◆ **Work required**: Reproduce the entries below from the line containing "tiled floor in the picture above?" through the line containing "oval doormat in the picture above?", both lines included, keeping the requests as they are and shifting every answer coordinate by adding -22 to it. Give only that span.
--- start ---
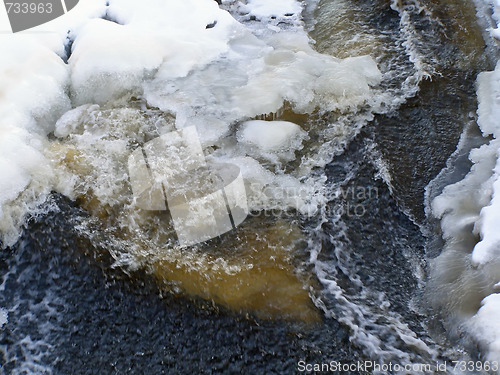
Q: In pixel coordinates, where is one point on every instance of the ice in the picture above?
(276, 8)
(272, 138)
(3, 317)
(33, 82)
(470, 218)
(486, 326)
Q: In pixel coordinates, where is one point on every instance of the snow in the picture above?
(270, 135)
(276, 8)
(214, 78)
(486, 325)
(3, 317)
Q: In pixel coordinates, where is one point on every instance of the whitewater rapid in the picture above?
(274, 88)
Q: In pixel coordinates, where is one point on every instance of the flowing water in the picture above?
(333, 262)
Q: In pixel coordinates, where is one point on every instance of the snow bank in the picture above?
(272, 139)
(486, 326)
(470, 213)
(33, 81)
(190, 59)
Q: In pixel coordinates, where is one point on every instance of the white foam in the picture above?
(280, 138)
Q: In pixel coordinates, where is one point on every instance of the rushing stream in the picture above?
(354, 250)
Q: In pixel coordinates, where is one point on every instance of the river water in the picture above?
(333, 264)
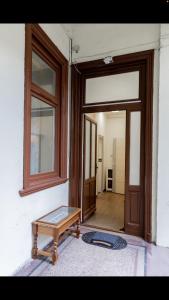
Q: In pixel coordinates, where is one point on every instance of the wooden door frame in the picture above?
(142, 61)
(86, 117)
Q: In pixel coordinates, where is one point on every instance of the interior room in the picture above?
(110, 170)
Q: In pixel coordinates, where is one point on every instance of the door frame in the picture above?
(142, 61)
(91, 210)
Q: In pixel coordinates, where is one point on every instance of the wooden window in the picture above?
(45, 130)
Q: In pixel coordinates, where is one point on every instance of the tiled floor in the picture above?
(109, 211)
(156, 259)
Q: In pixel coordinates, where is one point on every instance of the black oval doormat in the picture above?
--- end ---
--- start ---
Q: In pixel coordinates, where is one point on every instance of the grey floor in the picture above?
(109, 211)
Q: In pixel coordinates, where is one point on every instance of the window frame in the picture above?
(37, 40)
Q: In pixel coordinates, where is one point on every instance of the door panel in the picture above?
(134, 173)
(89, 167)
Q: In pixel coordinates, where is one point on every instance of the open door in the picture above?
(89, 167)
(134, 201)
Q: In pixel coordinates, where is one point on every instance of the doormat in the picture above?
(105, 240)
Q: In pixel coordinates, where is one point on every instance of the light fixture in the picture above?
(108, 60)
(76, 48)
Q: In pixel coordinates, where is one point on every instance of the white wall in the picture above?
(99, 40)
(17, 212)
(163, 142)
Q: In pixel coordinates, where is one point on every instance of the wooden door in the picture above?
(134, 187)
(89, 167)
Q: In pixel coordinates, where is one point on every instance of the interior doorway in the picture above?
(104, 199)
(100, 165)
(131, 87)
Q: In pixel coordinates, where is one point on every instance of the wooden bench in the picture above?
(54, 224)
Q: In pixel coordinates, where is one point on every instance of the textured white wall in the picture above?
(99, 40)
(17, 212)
--- end ---
◆ **Exercise result**:
Q: In pixel coordinates, where is one point on every instance of the tiled floor in the picture above?
(87, 189)
(134, 237)
Q: In pixel coordinates, where is one point on every instance of the black oval doormat in the picture above?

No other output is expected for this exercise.